[WHAT IS EXPECTED]
Arrange the material below, from the line containing "like x=357 y=43." through the line containing "x=124 y=140", as a two-column CSV headed input and output, with the wording in input and the coordinates that answer it in output, one row each. Put every field in quotation marks, replace line breaks with spaces, and leave the picture out.

[ROWS]
□ □ □
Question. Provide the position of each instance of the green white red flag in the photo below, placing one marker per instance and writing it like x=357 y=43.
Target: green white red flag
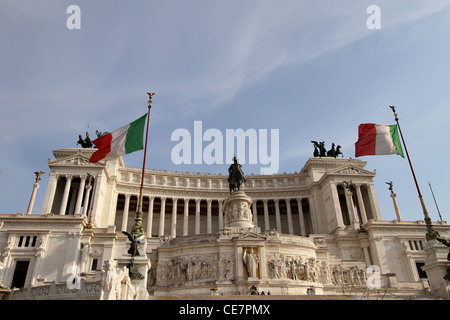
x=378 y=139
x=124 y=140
□ □ □
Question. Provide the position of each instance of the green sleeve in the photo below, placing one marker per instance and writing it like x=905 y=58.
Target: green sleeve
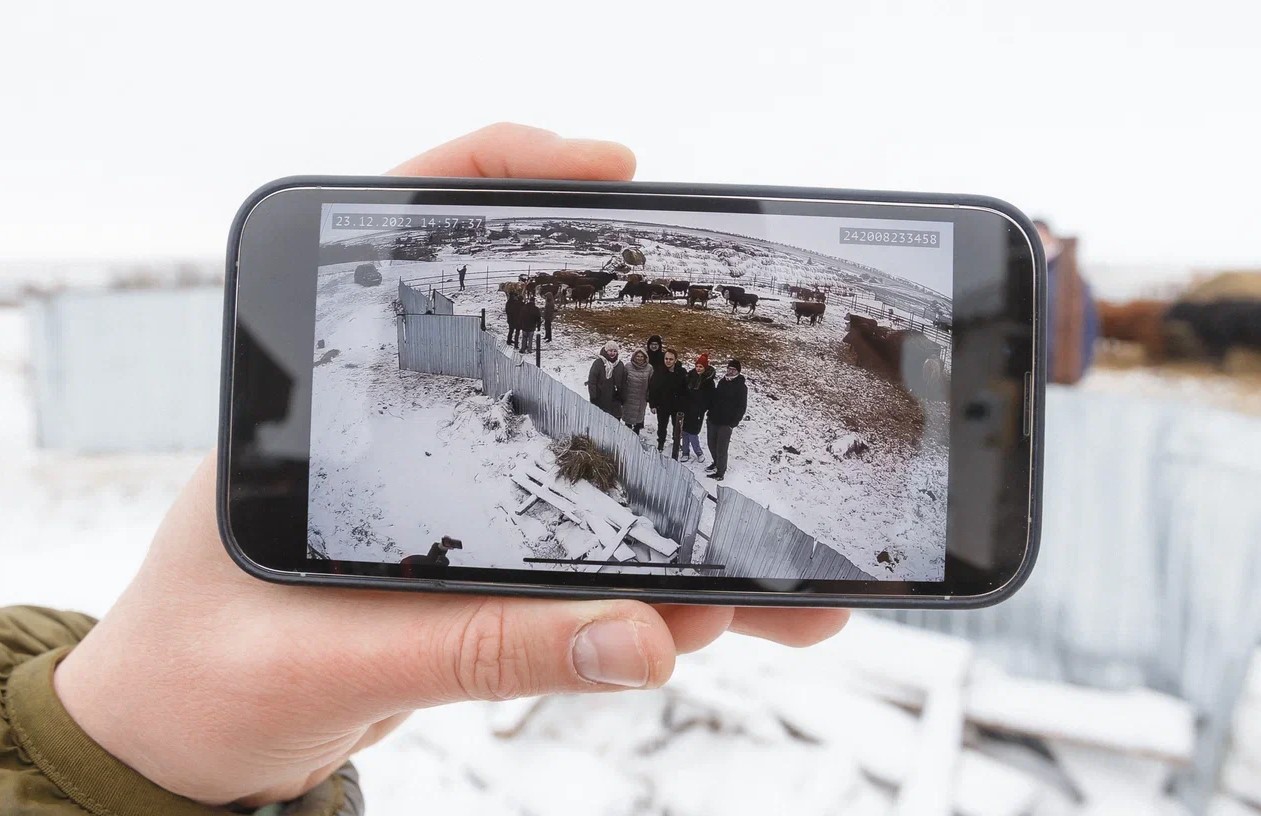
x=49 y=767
□ □ □
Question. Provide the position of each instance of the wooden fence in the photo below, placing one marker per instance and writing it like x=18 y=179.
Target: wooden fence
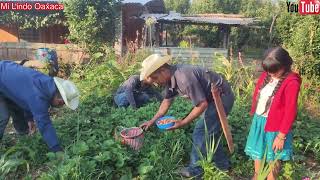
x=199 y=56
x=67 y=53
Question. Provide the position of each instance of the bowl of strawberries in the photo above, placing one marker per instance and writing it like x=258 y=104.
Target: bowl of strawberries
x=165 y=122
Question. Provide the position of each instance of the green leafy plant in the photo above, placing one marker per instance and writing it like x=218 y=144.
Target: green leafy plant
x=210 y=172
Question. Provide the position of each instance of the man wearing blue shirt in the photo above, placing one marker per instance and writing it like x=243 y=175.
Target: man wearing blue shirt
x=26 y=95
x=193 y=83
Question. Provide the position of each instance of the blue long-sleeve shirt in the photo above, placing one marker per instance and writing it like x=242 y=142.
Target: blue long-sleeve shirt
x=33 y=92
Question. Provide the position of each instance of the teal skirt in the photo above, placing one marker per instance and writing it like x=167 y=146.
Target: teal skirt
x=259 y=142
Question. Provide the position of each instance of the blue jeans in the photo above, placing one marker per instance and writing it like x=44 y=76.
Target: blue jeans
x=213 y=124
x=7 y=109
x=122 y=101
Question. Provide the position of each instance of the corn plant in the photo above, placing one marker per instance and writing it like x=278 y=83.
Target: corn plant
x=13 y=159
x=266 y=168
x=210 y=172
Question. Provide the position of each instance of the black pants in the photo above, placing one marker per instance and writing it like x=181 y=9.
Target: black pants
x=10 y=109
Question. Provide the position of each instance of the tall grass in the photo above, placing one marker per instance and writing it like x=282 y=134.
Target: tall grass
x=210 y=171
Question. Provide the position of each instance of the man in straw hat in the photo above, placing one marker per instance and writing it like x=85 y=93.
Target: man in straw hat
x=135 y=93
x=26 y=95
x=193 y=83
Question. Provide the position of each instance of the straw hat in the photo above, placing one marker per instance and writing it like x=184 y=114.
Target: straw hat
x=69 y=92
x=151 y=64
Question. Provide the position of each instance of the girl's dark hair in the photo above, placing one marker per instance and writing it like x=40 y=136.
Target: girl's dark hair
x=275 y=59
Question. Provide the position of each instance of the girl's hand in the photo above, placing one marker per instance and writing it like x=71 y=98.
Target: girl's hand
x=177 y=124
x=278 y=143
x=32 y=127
□ □ □
[THE REPLY]
input,output
"Question. Provide the position of each instance of the green white red flag in the photo below, placing one marker per instance and writing it like x=357 y=43. Target: green white red flag","x=378 y=139 x=124 y=140"